*** Text segment ***

Chenbiao Zhu: We've all had this experience: with many AI products, generated images are in one place, generated videos in another, and if you want to add effects or upscale, that's in a third place. This experience is too fragmented. In Pollo AI, everything you generate is in the same feed, the same waterfall flow. You can do secondary creation on the same page — that's a workflow, not simple tool stacking.
This approach actually came from Jimeng, which I consider the best productized product on the market. I have to admit we learned and imitated Jimeng in this regard, because I simply couldn't find a better solution. I think the product manager or designer who first proposed this interaction scheme was truly a genius.
Q: What has been the product upgrade direction these past few months?
Chenbiao Zhu: We have some ideas, but they may not be fully mature yet. For example, I think Pollo AI should shift to conversational interaction, a more mainstream form, rather than the current form-based approach, which is relatively less flexible. On another level, I think Agent should be an important module.
Going forward, users won't want to select models or switch between "card draws" [random generations]. They'll want to get video directly, skipping the selection step. That's when Agent will emerge.
Previously, the game was aggregation and wrapping — generated videos were small fragments, 5 or 10 second clips. The next stage, the game will be short films — say, a 30-second video. That's when Agent will be needed. Our thinking and understanding need to keep pace with the times. Otherwise, if we fall behind, previous advantages will be greatly diminished. Of course, we have other new innovations and iterations in development — give us some more time.

*** End of Text segment ***
*** Exercise data ***

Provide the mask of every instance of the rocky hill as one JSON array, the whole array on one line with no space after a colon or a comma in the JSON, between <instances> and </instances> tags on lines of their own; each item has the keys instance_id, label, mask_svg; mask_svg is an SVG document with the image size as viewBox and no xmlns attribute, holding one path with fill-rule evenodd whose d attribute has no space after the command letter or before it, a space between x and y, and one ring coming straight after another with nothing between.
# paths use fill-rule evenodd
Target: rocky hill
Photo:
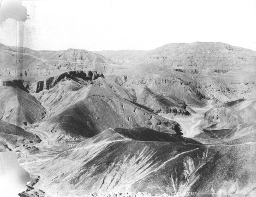
<instances>
[{"instance_id":1,"label":"rocky hill","mask_svg":"<svg viewBox=\"0 0 256 197\"><path fill-rule=\"evenodd\" d=\"M254 196L256 66L222 43L0 45L0 149L33 173L20 196Z\"/></svg>"}]
</instances>

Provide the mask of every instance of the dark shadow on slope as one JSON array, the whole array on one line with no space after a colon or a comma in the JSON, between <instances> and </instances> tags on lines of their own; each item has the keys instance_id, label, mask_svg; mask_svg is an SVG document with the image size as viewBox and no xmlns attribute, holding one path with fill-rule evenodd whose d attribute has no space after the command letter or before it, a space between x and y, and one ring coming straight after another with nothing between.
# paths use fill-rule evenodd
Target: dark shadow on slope
<instances>
[{"instance_id":1,"label":"dark shadow on slope","mask_svg":"<svg viewBox=\"0 0 256 197\"><path fill-rule=\"evenodd\" d=\"M192 139L182 137L178 135L170 134L156 131L146 127L139 127L131 129L114 128L117 133L136 140L150 142L179 142L201 144Z\"/></svg>"}]
</instances>

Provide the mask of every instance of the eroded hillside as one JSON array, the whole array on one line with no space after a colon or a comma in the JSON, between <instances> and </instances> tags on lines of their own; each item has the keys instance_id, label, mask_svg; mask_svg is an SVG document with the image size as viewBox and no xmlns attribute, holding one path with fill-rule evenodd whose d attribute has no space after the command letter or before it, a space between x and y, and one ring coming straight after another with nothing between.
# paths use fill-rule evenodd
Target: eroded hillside
<instances>
[{"instance_id":1,"label":"eroded hillside","mask_svg":"<svg viewBox=\"0 0 256 197\"><path fill-rule=\"evenodd\" d=\"M0 47L0 148L33 173L20 196L255 195L255 51Z\"/></svg>"}]
</instances>

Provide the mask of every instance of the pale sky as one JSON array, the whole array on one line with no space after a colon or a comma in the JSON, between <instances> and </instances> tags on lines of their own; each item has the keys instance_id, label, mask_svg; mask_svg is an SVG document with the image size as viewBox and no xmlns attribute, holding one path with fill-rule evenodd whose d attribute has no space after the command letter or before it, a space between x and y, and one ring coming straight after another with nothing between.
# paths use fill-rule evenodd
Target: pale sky
<instances>
[{"instance_id":1,"label":"pale sky","mask_svg":"<svg viewBox=\"0 0 256 197\"><path fill-rule=\"evenodd\" d=\"M2 0L8 1L10 0ZM151 50L220 42L256 51L255 0L22 1L24 22L0 26L0 43L36 50Z\"/></svg>"}]
</instances>

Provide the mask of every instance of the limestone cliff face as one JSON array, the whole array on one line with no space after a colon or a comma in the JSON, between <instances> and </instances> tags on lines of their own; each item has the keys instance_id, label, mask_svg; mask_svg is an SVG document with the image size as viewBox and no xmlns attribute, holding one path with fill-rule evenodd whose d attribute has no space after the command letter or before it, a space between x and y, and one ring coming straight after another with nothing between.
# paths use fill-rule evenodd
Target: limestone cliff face
<instances>
[{"instance_id":1,"label":"limestone cliff face","mask_svg":"<svg viewBox=\"0 0 256 197\"><path fill-rule=\"evenodd\" d=\"M200 42L168 44L150 51L96 53L124 65L152 64L191 70L188 72L195 69L249 69L254 66L256 58L256 52L250 49L224 43Z\"/></svg>"},{"instance_id":2,"label":"limestone cliff face","mask_svg":"<svg viewBox=\"0 0 256 197\"><path fill-rule=\"evenodd\" d=\"M27 92L38 93L44 89L49 89L55 86L61 80L68 78L77 80L76 78L84 80L95 80L98 77L104 77L102 73L96 71L75 71L66 72L54 77L46 78L43 80L38 81L29 81L23 79L1 80L2 86L16 86Z\"/></svg>"}]
</instances>

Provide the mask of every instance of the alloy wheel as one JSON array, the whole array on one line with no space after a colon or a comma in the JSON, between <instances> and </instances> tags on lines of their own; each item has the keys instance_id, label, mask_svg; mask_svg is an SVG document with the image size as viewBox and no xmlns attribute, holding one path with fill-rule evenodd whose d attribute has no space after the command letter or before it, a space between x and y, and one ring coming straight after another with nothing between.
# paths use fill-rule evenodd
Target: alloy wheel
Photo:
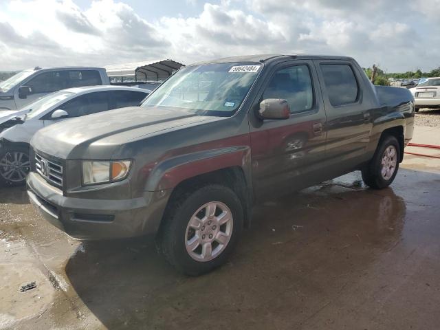
<instances>
[{"instance_id":1,"label":"alloy wheel","mask_svg":"<svg viewBox=\"0 0 440 330\"><path fill-rule=\"evenodd\" d=\"M395 146L390 145L386 147L382 155L381 173L385 180L389 180L396 170L397 165L397 151Z\"/></svg>"},{"instance_id":2,"label":"alloy wheel","mask_svg":"<svg viewBox=\"0 0 440 330\"><path fill-rule=\"evenodd\" d=\"M29 155L20 151L8 152L0 160L0 175L10 182L21 182L30 168Z\"/></svg>"},{"instance_id":3,"label":"alloy wheel","mask_svg":"<svg viewBox=\"0 0 440 330\"><path fill-rule=\"evenodd\" d=\"M230 208L220 201L210 201L191 217L185 233L185 246L194 260L212 260L226 248L234 220Z\"/></svg>"}]
</instances>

*** End of Exercise data ***

What needs to be done -
Reproduce the portion of the interview text between "Chenbiao Zhu: We've" and "past few months?", inclusive.

Answer section -
Chenbiao Zhu: We've all had this experience: with many AI products, generated images are in one place, generated videos in another, and if you want to add effects or upscale, that's in a third place. This experience is too fragmented. In Pollo AI, everything you generate is in the same feed, the same waterfall flow. You can do secondary creation on the same page — that's a workflow, not simple tool stacking.
This approach actually came from Jimeng, which I consider the best productized product on the market. I have to admit we learned and imitated Jimeng in this regard, because I simply couldn't find a better solution. I think the product manager or designer who first proposed this interaction scheme was truly a genius.
Q: What has been the product upgrade direction these past few months?